Re: xfs [_fsr] probs in 2.6.24.0

From: Linda Walsh
Date: Tue Feb 12 2008 - 16:02:28 EST




David Chinner wrote:
Filesystem bugs rarely hang systems hard like that - more likely is
a hardware or driver problem. And neither of the lockdep reports
below are likely to be responsible for a system wide, no-response
hang.
---
"Ish", the 32-bitter, has been the only hard-hanger. Since
upgrading to 2.6.24, it's crashed once, inexplicably, but has since
stayed up longer than it has since I started with the whole SATA
fiasco (which I intend to inflict upon myself again, as soon as I
get back to a "stable" config -- masochistic nature I suppose).

If your hardware or drivers are unstable, then XFS cannot be
expected to reliably work. Given that xfs_fsr apparently triggers
the hangs, I'd suggest putting lots of I/O load on your disk subsystem
by copying files around with direct I/O (just like xfs_fsr does) to
try to reproduce the problem.
---
The hardware drivers in ish are the older PATA drivers --
nothing new...cept I did add tickless option for system clock.
I've only been running XFS on this system (mostly same hardware,
disks upgraded), for about 6-7 years.

Perhaps by running xfs_fsr manually you could reproduce the
problem while you are sitting in front of the machine...

» PROVIDED DATA:
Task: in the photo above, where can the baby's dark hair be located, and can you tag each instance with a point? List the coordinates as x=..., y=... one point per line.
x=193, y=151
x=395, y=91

» SHORT PROBLEM 1:
In the XFS hang thread, what kind of hardware drivers does ish use?
» SHORT PROBLEM 2:
Pick up the XFS hang thread after its last sentence and continue writing it.

» ANSWER 1:
The older PATA drivers.

» ANSWER 2:
----
Um...yeah, AND with multiple "cp's of multi-gig files
going on at same time, both local, by a sister machine via NFS,
and and a 3rd machine tapping (not banging) away via CIFS.
These were on top of normal server duties. Whenever I stress
it on *purpose* and watch it, works fine. GRRRRRRR....I HATE
THAT!!!


xfs_fsr/2119 is trying to acquire lock:
(&mm->mmap_sem){----}, at: [<b01a3432>] dio_get_page+0x62/0x160

but task is already holding lock:
(&(&ip->i_iolock)->mr_lock){----}, at: [<b02651db>] xfs_ilock+0x5b/0xb0

dio_get_page() takes the mmap_sem of the processes
vma that has the pages we do I/O into. That's not new.
We're holding the xfs inode iolock at this point to protect
against truncate and simultaneous buffered I/O races and
this is also unchanged. i.e. this is normal.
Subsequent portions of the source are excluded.